SELECTED EXTRACT —

As noted in my post three weeks ago (“BIO Bits” 6/21/12), at BIO 2012, the big biotech meeting, I attended a session on “Innovative Financing for Global Heath R and D.” It was mostly about the program-related investments (PRI) program of the Bill and Melinda Gates Foundation (BMGF) and its investment via an equity purchase in the Liquidia, a growth stage biotech company in North Carolina but I thought it light on specifics. I learned that $400 million PRI fund had been judged a success and the BMGF is assigning $1 billion to PRIs, and that some portion of the fund (unspecified) is being used to invest in biotech companies with products for global health (not named) and put into other investment funds (also not named) that somehow, somewhere that are doing something in global health. Further, the program has no application or submission process (apparently it’s insiders only), no detailed investment criteria (general criteria are at Gates PRI FAQ), and no specifics on its expectations for the company’s performance toward the intended objective- affordable and transformative global health products. Recently, Trevor Mundel, president of the BMGF’s global health program, provided some insight and a lot of wiggle room on the last point. In a Financial Times interview, he noted the foundation will have an “option to negotiate affordable access to technologies relevant to the diseases and low income countries which are its priorities,” apparently it will require (request?) the company grant low-cost licenses to other entities which will then do the hard part of developing and deploying the product in the countries of need (FT article).

PROMPT 1 —
In the post on Gates Foundation program-related investments, who is identified as president of the foundation's global health program?
PROMPT 2 —
Write the next part of the post on Gates Foundation program-related investments, picking up right after its final sentence.

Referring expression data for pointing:
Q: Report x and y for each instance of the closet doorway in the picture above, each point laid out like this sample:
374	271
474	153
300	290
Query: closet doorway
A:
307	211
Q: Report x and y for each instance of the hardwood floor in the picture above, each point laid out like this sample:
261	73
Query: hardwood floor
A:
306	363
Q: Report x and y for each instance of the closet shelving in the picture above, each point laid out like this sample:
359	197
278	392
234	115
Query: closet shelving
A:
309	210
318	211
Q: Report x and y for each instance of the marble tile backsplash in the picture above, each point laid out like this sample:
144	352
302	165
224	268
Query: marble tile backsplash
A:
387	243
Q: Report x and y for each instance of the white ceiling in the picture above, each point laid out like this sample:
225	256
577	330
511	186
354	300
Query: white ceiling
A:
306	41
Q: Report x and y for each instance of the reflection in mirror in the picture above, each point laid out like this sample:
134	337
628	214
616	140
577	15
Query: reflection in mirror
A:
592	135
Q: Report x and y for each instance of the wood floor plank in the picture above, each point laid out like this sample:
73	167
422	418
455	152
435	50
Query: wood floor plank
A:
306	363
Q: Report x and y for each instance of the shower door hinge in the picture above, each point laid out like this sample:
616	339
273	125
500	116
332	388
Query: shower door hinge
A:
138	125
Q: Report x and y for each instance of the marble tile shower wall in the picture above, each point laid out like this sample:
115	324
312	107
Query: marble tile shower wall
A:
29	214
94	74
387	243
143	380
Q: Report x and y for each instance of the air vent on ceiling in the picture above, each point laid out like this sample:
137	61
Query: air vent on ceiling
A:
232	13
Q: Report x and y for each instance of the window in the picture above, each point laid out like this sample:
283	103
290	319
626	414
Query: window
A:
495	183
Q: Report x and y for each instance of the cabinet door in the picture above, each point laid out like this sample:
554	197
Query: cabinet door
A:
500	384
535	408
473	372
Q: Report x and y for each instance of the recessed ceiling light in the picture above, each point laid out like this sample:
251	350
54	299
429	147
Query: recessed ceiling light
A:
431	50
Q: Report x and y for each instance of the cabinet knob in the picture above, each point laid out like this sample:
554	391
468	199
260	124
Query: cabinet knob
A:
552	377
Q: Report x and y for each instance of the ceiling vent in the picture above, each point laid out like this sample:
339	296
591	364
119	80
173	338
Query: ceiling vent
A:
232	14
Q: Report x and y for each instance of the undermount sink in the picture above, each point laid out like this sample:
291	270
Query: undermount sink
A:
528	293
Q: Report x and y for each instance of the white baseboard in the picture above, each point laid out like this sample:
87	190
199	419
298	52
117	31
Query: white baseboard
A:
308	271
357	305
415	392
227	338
--
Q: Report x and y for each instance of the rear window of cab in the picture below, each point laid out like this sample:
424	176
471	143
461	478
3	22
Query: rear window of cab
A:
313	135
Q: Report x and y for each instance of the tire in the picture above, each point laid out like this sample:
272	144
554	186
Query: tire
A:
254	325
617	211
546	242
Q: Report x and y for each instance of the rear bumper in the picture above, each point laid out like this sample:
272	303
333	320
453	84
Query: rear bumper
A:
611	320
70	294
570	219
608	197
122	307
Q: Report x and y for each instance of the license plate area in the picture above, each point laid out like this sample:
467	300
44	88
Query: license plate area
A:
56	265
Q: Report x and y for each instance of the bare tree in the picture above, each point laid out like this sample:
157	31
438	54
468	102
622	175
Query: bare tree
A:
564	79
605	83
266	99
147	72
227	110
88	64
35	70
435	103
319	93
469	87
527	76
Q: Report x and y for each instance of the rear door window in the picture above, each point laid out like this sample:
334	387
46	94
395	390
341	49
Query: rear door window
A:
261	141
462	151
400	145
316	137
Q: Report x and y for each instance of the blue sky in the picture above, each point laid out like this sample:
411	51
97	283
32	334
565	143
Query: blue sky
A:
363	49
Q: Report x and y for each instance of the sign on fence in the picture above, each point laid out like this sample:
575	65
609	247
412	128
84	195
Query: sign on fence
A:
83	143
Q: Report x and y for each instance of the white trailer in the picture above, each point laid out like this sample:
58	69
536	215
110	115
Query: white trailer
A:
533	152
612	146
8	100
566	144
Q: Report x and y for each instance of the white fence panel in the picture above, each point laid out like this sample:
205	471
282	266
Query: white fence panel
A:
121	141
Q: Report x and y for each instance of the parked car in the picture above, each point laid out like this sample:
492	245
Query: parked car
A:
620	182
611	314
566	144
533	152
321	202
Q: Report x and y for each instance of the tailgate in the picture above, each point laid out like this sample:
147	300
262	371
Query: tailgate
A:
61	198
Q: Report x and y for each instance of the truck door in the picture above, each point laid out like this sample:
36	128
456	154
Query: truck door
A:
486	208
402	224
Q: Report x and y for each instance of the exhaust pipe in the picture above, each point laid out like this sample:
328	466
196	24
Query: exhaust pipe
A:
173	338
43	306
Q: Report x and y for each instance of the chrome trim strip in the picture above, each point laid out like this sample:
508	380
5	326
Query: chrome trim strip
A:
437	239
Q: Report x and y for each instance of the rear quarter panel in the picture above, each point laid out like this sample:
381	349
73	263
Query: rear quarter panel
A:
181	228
...
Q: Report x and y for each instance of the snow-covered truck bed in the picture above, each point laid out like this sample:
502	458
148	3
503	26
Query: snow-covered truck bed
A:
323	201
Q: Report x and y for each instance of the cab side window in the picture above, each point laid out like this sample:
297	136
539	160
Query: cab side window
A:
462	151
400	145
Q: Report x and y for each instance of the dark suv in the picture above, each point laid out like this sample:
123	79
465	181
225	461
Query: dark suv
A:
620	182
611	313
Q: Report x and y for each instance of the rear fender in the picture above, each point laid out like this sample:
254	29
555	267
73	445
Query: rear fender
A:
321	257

ANSWER AREA 1 —
Trevor Mundel

ANSWER AREA 2 —
From my (naïve) viewpoint, I don’t understand the lack of specifics on how the BMGF will select the companies for equity investment, under what terms, and with what objectives. Clearly, there are challenges and some ground-breaking is needed. For example, the BMGF will need to:
- do thorough technical, competitive, and risk assessments (to be sure it is not being scammed);
- figure out how to work with the other investors with whom it will not be in complete alignment (the BMGF measures its return on investment in both monetary and non-monetary terms);
- learn how to influence the company as a later-round (less leverage) and physically distant (less communication) investor;
- have its board of directors representative understand start-up companies and the biotech/pharma industry (even if she/he is only an observer as is the case with Liquidia);
- have a clear understanding of how the product will be commercialized and made accessible in both major and rest-of-world markets;
- have an exit plan if the company or product is acquired;
- figure out how to track and respond to the progress (or lack of) by the company toward its global health-related objectives; and
- assure the IRS that its investment is aligned with its charitable mission.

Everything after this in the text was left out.